* [INFORMATION SUPPLIED]:
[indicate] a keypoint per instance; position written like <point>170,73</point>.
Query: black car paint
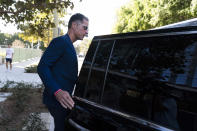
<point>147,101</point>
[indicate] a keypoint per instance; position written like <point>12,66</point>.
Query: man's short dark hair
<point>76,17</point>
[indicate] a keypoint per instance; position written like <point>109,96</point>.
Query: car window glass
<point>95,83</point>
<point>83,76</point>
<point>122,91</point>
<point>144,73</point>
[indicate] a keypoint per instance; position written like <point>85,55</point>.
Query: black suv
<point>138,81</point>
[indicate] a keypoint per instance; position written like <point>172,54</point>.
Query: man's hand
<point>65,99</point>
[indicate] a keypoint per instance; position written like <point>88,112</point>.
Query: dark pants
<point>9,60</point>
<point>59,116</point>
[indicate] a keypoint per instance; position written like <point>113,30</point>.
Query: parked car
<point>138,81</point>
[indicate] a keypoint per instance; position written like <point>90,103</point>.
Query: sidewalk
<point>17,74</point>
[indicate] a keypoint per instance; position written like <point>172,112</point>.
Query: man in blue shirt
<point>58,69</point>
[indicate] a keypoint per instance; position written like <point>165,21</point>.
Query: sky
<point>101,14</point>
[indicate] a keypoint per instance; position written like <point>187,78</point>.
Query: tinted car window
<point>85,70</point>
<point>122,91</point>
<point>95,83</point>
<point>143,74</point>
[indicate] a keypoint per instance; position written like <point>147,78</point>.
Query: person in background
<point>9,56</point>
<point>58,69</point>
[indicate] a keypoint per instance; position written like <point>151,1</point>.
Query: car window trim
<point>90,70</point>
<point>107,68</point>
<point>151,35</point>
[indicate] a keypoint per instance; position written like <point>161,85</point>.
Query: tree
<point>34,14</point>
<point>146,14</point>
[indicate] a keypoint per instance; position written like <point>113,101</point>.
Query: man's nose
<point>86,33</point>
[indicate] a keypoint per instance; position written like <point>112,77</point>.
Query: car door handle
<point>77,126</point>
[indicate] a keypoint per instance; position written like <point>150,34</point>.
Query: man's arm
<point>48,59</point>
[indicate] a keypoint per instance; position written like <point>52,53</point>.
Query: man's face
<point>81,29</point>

---

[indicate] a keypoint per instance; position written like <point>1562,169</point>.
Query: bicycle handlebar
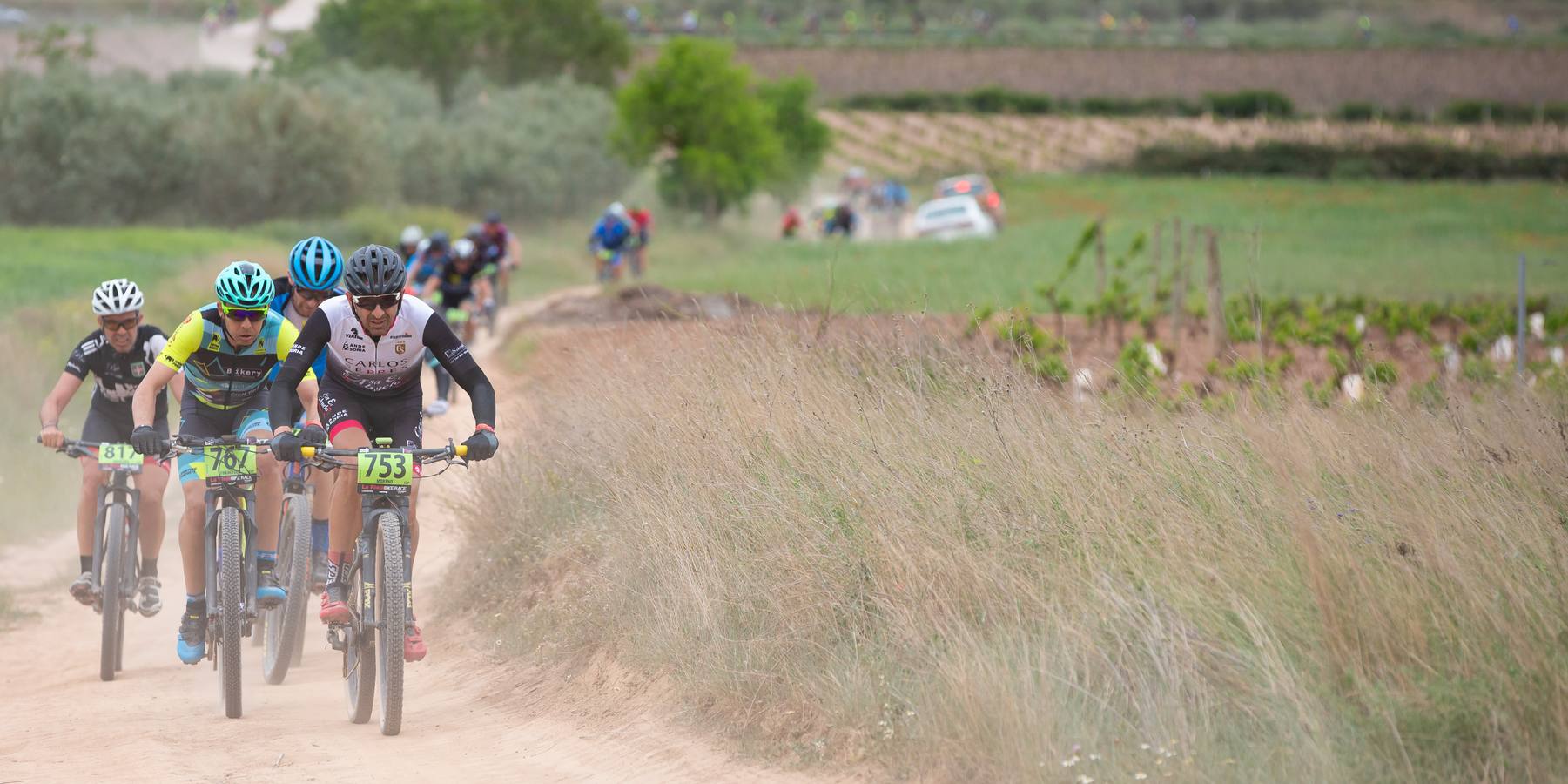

* * *

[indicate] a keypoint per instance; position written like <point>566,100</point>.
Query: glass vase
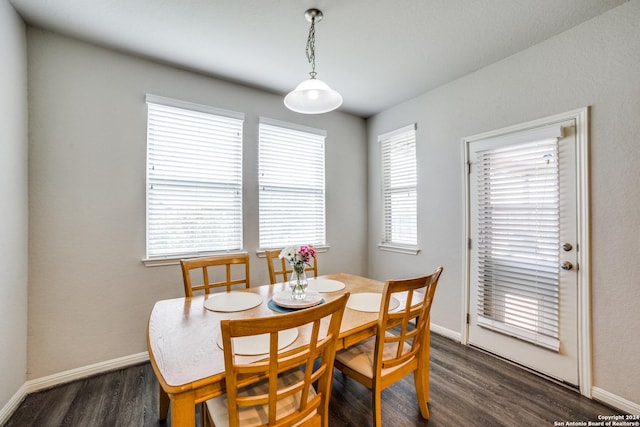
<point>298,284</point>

* [PROBLEM DESCRIPTION]:
Starting at the line that contains "written like <point>52,53</point>." and ending with the line that contains "<point>81,29</point>", output those lines of the entries as a Markdown table with a column named No. for the row number and a column named Text for the line, leaving out any blank lines.

* [FULL ANSWER]:
| No. | Text |
|---|---|
| 1 | [indicate] a keypoint per instance; position written like <point>52,53</point>. |
| 2 | Query: man's face |
| 3 | <point>81,29</point> |